Required work: Extract the complete data exactly as given.

Provided records:
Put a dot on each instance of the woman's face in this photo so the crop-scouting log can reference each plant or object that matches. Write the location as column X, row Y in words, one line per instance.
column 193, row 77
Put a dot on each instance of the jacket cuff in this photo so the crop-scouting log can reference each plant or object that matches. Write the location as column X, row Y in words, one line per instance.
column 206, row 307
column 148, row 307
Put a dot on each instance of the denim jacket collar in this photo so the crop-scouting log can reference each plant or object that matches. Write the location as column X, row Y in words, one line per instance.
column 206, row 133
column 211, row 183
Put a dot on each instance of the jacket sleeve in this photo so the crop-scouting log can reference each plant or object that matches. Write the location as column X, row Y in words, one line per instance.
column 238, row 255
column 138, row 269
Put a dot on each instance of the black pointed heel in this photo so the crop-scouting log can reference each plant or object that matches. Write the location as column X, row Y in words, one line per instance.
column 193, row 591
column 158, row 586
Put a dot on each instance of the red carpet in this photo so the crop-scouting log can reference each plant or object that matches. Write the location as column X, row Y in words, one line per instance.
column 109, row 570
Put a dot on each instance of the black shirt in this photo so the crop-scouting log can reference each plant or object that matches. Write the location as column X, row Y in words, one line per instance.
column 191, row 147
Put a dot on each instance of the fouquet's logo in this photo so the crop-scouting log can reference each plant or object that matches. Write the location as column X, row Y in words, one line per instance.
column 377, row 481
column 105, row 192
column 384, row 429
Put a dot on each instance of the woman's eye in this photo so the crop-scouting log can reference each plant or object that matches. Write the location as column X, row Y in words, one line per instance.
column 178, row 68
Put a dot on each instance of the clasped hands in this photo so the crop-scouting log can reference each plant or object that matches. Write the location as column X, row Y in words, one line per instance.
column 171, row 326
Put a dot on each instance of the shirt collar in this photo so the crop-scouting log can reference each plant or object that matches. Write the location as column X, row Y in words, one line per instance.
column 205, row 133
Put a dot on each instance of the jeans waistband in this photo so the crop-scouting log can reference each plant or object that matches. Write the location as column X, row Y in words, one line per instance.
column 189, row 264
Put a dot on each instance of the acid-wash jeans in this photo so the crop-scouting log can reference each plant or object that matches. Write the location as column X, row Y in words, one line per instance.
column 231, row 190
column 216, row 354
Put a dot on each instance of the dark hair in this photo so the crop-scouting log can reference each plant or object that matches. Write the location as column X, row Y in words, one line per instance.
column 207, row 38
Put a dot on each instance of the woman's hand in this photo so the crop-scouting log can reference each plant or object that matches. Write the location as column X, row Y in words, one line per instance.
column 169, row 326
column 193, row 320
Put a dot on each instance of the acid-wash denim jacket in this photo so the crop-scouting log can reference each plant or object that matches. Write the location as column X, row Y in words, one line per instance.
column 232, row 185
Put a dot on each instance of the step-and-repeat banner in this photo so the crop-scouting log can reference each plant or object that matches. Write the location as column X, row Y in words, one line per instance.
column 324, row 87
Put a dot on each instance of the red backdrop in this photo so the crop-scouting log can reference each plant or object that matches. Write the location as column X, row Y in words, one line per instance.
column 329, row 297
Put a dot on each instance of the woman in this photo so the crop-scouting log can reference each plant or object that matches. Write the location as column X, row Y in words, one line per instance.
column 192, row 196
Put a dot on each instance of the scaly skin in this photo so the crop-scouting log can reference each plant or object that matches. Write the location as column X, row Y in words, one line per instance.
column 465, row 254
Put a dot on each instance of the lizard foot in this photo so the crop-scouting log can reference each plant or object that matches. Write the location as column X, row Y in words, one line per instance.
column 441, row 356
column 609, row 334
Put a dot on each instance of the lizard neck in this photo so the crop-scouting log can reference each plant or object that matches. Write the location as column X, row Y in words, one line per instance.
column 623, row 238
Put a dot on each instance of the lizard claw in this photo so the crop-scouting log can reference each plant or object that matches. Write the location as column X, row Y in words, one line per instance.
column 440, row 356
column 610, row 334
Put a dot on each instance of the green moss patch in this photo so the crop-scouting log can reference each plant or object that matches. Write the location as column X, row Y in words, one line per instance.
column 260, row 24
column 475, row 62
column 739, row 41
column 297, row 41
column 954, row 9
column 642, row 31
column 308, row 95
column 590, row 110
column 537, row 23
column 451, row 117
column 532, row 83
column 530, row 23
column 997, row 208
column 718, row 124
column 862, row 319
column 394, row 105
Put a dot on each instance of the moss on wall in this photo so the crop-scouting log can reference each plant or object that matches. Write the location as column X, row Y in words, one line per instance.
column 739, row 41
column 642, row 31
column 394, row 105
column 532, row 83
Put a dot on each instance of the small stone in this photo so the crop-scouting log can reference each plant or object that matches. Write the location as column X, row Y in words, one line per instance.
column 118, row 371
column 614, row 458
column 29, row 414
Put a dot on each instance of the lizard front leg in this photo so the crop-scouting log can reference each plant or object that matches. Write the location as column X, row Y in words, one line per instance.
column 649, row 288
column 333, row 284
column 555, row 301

Exercise answer:
Put a dot on each instance of the woman's face in this photo so the crop-scouting log can reference each plant or object that matches. Write the location as column X, row Y in words, one line per instance.
column 193, row 77
Put a dot on each instance of the jacket cuff in this photo so the crop-scouting log can reference each plant or object that matches. Write the location as column X, row Y in words, one line per instance.
column 206, row 307
column 148, row 307
Put a dot on each instance of the denim jacket collar in this photo so the crop-scouting log can reference each plant or object that matches. Write the location as column X, row Y in words, one line per instance.
column 206, row 133
column 211, row 183
Put a dot on each instance of the jacket sleeve in this photo so the crop-scouting log can reference each plant or object that matches. Write the location as column X, row Y in words, one line per instance.
column 238, row 255
column 138, row 269
Put a dot on each instance of the black pointed heel in this photo so the crop-scouting log can reference each plant or object that matches. Write the location as column X, row Y in words, one line per instance.
column 193, row 591
column 158, row 586
Put a dot on each instance of the red carpet in this photo so the crop-scouting log can reference each plant or object that matches. Write the location as column X, row Y in words, one line per instance.
column 109, row 570
Put a dot on each instance of the black shirt in this photo so the crop-scouting log can reference each plant or object that matches. Write the location as column X, row Y in words, one line per instance.
column 191, row 147
Put a dot on each instance of the fouquet's logo in this photo so the crop-scouting log can reference each plant or object that matches. Write the location as column X, row Y in words, one line per instance.
column 377, row 481
column 105, row 192
column 384, row 429
Put a dot on each instance of the woman's eye in this photo so the crop-scouting log can reference each plant or object that matches. Write the location as column X, row Y in words, one line per instance.
column 178, row 68
Put a dot on each instance of the clasped hands in this photo so the crop-scouting log can reference each plant or object that matches. Write the location as column X, row Y in words, one line per instance.
column 171, row 326
Put a dot on each instance of the shirt collar in this photo so the crop-scouting log can reference each plant or object that matches. Write the location as column X, row Y in words, one line per instance.
column 205, row 133
Put a dot on each instance of the jeans waistband in this photo so the crop-scouting log can reference each plant or object that matches. Write the location as column X, row Y in words, one line per instance.
column 189, row 264
Put a dot on each instance of the acid-wash jeans in this photo so the crop-scouting log can reference each plant or object that matches. Write the location as column X, row Y in words, one line per instance.
column 231, row 190
column 216, row 354
Put a dot on each instance of the dark hair in this photo so the crop-scouting log can reference each plant or object that matches. Write the location as column X, row Y in words, one line per instance.
column 207, row 38
Put a dot on each instance of the woman's hand in this photo so the crop-scouting log can reference each plant or object that matches. Write the location as column X, row Y in words, one line per instance.
column 169, row 326
column 193, row 320
Put a dot on each instance of the acid-wash denim jacket in this photo so the crop-scouting log can reference each plant or object that matches. Write the location as column X, row Y in words, one line per instance.
column 232, row 185
Put a dot on each instance of the step-and-repeat banner in this photo so the crop-scouting log can reference each plant or object that matches. Write the location as column X, row Y in words, one line per instance.
column 324, row 87
Put a dot on each instance of the red backdrop in this photo so the crop-scouting log can reference each plant or object that matches. Write the location as column X, row Y in words, one line per instance.
column 329, row 297
Put a dot on each instance of the woman in this photo so the crop-scouting log can reference each plant or object that matches. Write the location as column X, row Y in words, one line per instance.
column 192, row 196
Put a dot on each instance of the scaly skin in this photo so the crop-scouting log can reference each plant or object that matches. Write the location as column X, row Y in words, one line per instance.
column 465, row 254
Put a dot on each instance of the lizard foot in this photo so the crop-scouting log can reference each plant or object that matches. Write the location as column X, row Y in words, one line per instance.
column 441, row 356
column 609, row 334
Put a dot on each instance of the lizard neck in this photo so the crop-scouting log can reference each plant or object that matches. Write the location as column X, row Y in words, one line per instance.
column 623, row 238
Put a dot on each instance of the lizard claw in this photo so the crop-scouting log can reference each plant or object that matches. Write the location as column X, row Y in words, one line per instance.
column 440, row 356
column 610, row 334
Put a dot on each instance of the green moss patch in this photo so the crop-scouting log can reference each plant or object that matches. Write the location as column X, row Y in words, one line per instance.
column 260, row 24
column 475, row 62
column 739, row 41
column 297, row 41
column 954, row 9
column 642, row 31
column 308, row 95
column 590, row 110
column 537, row 23
column 451, row 117
column 532, row 83
column 530, row 23
column 997, row 208
column 718, row 124
column 862, row 319
column 394, row 105
Put a dot on each instance of the moss on wall in this photo so the crop-scouting log can reference each plant or object that matches. Write the location as column X, row Y in words, one line per instance.
column 739, row 41
column 642, row 31
column 394, row 105
column 532, row 83
Put a dot on each instance of the small stone in this photo so the crop-scouting log can reference each plant or object that matches. Write the location as column X, row Y in words, one line per instance.
column 118, row 371
column 614, row 458
column 29, row 414
Put a dot on each instance of the lizard front leg in this photo so the crop-scouting log can reference each plant or object that matches. Write the location as column X, row Y in words, one line per instance.
column 649, row 288
column 333, row 284
column 555, row 301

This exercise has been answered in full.